++++ Supplied entries ++++

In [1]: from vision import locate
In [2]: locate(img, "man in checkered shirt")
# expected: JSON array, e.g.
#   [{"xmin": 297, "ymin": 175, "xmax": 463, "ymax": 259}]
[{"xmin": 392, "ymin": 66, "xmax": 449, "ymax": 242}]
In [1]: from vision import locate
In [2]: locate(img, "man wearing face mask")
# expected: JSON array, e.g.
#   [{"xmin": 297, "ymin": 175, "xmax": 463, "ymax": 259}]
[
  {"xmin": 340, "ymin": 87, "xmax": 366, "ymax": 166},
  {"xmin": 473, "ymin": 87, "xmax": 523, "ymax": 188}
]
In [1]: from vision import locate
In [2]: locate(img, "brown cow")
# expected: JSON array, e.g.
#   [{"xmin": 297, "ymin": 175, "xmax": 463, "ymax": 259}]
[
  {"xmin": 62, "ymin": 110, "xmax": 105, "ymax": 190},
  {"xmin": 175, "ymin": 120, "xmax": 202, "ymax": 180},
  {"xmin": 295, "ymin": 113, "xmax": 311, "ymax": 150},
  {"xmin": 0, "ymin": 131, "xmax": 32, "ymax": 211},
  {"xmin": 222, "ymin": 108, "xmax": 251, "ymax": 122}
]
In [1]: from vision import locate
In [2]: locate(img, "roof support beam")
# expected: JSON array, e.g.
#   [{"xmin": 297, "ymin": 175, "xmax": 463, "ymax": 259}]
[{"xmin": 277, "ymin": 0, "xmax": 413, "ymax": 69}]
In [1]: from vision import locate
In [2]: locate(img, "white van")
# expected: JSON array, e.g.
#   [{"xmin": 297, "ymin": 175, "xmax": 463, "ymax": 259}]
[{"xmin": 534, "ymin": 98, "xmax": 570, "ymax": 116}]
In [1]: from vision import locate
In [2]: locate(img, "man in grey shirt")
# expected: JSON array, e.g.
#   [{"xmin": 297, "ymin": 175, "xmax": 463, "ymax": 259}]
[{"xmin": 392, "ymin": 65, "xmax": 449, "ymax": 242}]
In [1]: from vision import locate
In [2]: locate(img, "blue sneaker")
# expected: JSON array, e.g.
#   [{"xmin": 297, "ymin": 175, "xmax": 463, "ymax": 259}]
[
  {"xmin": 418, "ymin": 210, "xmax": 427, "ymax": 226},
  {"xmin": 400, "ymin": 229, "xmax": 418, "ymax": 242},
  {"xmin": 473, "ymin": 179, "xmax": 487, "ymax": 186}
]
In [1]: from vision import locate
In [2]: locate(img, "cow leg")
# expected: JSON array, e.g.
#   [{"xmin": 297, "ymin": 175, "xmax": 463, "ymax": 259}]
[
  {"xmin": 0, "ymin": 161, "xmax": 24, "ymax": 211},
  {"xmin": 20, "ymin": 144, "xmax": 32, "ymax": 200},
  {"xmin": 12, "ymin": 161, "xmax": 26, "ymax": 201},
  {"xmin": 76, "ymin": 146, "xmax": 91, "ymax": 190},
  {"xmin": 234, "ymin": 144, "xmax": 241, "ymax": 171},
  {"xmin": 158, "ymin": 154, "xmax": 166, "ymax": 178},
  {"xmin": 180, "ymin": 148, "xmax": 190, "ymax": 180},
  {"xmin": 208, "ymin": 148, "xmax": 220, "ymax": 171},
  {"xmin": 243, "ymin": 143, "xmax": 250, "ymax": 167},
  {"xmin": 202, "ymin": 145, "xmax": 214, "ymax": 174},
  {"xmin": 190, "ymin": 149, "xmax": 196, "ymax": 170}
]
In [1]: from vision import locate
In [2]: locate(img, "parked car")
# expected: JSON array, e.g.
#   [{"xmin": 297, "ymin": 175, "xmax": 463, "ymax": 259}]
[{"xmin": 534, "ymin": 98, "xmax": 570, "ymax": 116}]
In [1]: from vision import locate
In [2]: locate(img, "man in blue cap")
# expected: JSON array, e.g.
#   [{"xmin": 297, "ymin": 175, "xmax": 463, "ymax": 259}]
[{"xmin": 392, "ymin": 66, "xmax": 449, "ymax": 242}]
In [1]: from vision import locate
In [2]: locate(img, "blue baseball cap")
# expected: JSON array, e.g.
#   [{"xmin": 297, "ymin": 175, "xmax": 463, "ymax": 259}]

++++

Report each line in the items above that contains the string "blue", copying the line in full. Only matches with the same case count.

In [2]: locate(img, "blue sneaker")
In [2]: locate(img, "man in blue cap")
In [2]: locate(img, "blue baseball cap")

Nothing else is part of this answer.